§ PROBLEM REQUIREMENTS
Output every line of the records below as a JSON list of strings, one string per line, with blank lines skipped and the pictures left out.

Point annotations for photos
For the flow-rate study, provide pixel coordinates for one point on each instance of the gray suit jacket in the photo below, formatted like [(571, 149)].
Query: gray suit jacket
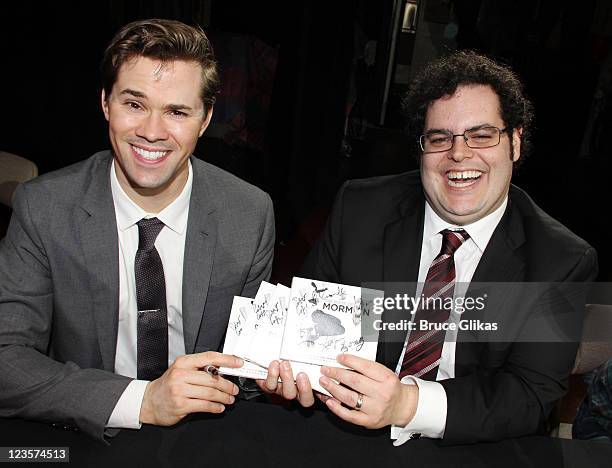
[(59, 285)]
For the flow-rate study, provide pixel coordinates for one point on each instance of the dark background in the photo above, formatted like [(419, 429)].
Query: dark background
[(320, 122)]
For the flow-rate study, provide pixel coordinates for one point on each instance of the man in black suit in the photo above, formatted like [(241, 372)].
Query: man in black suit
[(470, 122)]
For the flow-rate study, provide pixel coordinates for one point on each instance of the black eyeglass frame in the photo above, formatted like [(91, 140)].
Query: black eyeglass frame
[(465, 138)]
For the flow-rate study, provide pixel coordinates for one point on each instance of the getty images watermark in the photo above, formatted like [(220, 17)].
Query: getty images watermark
[(484, 312), (410, 304)]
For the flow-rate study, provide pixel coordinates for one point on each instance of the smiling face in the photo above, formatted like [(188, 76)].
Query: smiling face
[(155, 115), (464, 184)]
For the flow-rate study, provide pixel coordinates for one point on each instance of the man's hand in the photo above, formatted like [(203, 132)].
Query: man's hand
[(184, 389), (385, 399), (289, 388)]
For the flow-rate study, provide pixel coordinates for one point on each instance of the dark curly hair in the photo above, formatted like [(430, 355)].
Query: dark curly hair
[(442, 77)]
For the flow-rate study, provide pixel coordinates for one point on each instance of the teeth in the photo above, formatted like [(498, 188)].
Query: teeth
[(462, 178), (152, 155), (464, 174)]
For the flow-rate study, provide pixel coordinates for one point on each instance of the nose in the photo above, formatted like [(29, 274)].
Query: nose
[(152, 128), (460, 149)]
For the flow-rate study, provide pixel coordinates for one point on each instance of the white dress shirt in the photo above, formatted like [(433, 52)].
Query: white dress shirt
[(430, 417), (170, 244)]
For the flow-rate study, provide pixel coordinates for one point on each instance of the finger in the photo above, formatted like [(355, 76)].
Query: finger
[(304, 389), (271, 382), (208, 394), (194, 405), (289, 388), (340, 393), (203, 379), (351, 379), (352, 416), (201, 360), (371, 369)]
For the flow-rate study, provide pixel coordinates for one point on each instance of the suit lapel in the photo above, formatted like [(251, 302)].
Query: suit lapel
[(99, 244), (500, 263), (401, 258), (199, 255)]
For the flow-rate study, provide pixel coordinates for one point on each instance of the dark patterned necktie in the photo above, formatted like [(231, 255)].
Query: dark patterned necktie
[(152, 327), (422, 356)]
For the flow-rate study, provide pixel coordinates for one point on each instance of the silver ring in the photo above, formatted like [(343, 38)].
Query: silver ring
[(359, 401)]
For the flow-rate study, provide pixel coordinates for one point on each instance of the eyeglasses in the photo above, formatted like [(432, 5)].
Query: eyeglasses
[(483, 137)]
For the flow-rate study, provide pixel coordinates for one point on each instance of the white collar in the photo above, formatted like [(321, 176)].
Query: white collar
[(480, 231), (128, 213)]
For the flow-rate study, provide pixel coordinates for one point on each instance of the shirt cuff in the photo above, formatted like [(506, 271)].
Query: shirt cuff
[(430, 417), (126, 414)]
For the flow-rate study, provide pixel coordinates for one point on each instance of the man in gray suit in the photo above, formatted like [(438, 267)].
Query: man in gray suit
[(80, 343)]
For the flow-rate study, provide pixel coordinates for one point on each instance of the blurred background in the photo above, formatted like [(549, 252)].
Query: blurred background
[(312, 91)]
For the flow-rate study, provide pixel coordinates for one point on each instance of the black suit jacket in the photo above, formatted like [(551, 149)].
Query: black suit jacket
[(506, 382)]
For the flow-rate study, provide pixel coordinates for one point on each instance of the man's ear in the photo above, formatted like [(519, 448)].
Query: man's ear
[(206, 121), (516, 143), (104, 103)]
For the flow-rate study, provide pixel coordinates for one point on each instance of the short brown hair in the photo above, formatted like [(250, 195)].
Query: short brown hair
[(165, 40)]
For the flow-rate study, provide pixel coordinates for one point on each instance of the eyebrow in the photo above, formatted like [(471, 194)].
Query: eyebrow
[(446, 130), (139, 94)]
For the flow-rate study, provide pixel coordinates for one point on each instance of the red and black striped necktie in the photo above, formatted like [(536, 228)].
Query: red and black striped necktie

§ TASK RESULT
[
  "For the flow-rate study, provide pixel coordinates for one point on each instance of the gray suit jacket in the photo below, formatted like [(571, 149)].",
  "Query: gray suit jacket",
  "[(59, 285)]",
  "For the flow-rate study, provide pixel coordinates for one point on each instance of the dark background in the photo above, formatted like [(419, 429)].",
  "Query: dark background",
  "[(320, 122)]",
  "For the flow-rate study, provide pixel coordinates for one point on each instance of the man in black suit in the photo above, formatted like [(241, 372)].",
  "Query: man in black suit",
  "[(470, 122)]",
  "For the flow-rate study, provide pixel coordinates for one point on each instance of the black eyeglass frame in the photo above, formatted like [(91, 140)].",
  "Query: black eyeglass frame",
  "[(465, 138)]",
  "For the flow-rate study, provide pixel coordinates for one point on each instance of the getty images watermark in the photo above, formatted like [(220, 17)].",
  "Query: getty images watermark",
  "[(484, 312), (410, 304)]",
  "For the flow-rate study, provide pixel coordinates for one point on each instance of the smiling face in the photo above, formatted like [(188, 76)].",
  "Query: smiling face",
  "[(155, 115), (464, 184)]",
  "For the flow-rate study, provide pixel coordinates for one point on each instance of the man's hand in the photo above, formatted like [(203, 132)].",
  "Query: man's hand",
  "[(184, 389), (385, 399), (289, 388)]",
  "For the flow-rate study, provide pixel coordinates for one point on each instance of the dark curly hair in the photo above, formatted like [(430, 355)].",
  "Query: dark curly hair",
  "[(442, 77)]",
  "For the flow-rate study, provide pixel coordinates for one point on each instance of the teeth in the photo above, formatted like [(498, 188)].",
  "Query: teeth",
  "[(462, 178), (152, 155), (464, 174)]",
  "For the flow-rate study, provide pixel coordinates for one point on each instance of the nose in the photo above, formatted like [(29, 274)].",
  "Query: nose",
  "[(152, 128), (460, 149)]",
  "For the flow-rate study, provide pixel coordinates for one point on each instance of the white dress shirt in the photo above, formatted like [(433, 52)].",
  "Query: white dress shirt",
  "[(430, 417), (170, 244)]",
  "For the flow-rate study, provide pixel coordinates for one point on each instance of the finger in the photo above, formatted like [(355, 76)].",
  "Query: finger",
  "[(304, 389), (271, 382), (208, 394), (194, 405), (289, 388), (340, 393), (203, 379), (351, 379), (352, 416), (201, 360), (371, 369)]",
  "For the flow-rate study, provide pixel coordinates for one point on each instance of the suit lapel in the photo above, formatted like [(251, 302)].",
  "Query: suit lapel",
  "[(99, 244), (500, 263), (401, 258), (199, 255)]",
  "For the flow-rate study, provide pixel coordinates for one point on each instance of the dark patterned necktie in the photo above, formatted like [(231, 255)].",
  "Query: dark patterned necktie",
  "[(152, 327), (422, 356)]",
  "For the flow-rate study, provide pixel coordinates for one point on each instance of the silver ring in the photo above, formatted like [(343, 38)].",
  "Query: silver ring",
  "[(359, 401)]",
  "For the flow-rate study, provide pixel coordinates for one point on each instance of the eyeglasses in the photo above, formatted like [(432, 5)].",
  "Query: eyeglasses",
  "[(483, 137)]",
  "For the flow-rate study, provide pixel coordinates for one point on each instance of the white collar in the photo above, formatted like [(321, 176)].",
  "Query: white collar",
  "[(480, 231), (128, 213)]",
  "For the flow-rate study, provide pixel coordinates for one point on each instance of the shirt cuff in the photo above, formatted like [(506, 271)].",
  "Query: shirt cuff",
  "[(430, 417), (126, 414)]",
  "For the flow-rate study, provide pixel coordinates for one point on each instance of the man in gray suit in the photo above, formatted like [(438, 267)].",
  "Query: man in gray suit",
  "[(80, 343)]",
  "For the flow-rate study, provide pixel coordinates for one point on each instance of the blurred background in the photo above, formatted like [(549, 252)].",
  "Query: blurred background",
  "[(312, 91)]",
  "For the flow-rate study, provide pixel coordinates for one point on each instance of the black suit jacket in the photo above, formatted like [(551, 149)].",
  "Query: black suit jacket",
  "[(506, 382)]",
  "For the flow-rate study, provide pixel coordinates for one point on each instance of the man's ear in the photo above, formatted like [(519, 448)].",
  "Query: man's ear",
  "[(206, 121), (516, 143), (104, 103)]",
  "For the flow-rate study, provide pixel coordinates for one point on each instance of the short brown hair in the photo above, formatted like [(250, 195)].",
  "Query: short brown hair",
  "[(165, 40)]",
  "For the flow-rate study, provide pixel coordinates for one point on each instance of the eyebrow in the photo above, formatted like [(471, 194)].",
  "Query: eyebrow",
  "[(446, 130), (139, 94)]",
  "For the flow-rate study, provide pixel coordinates for one point on each instance of the red and black striped necktie in the photo above, formatted like [(536, 228)].",
  "Query: red and black striped necktie"
]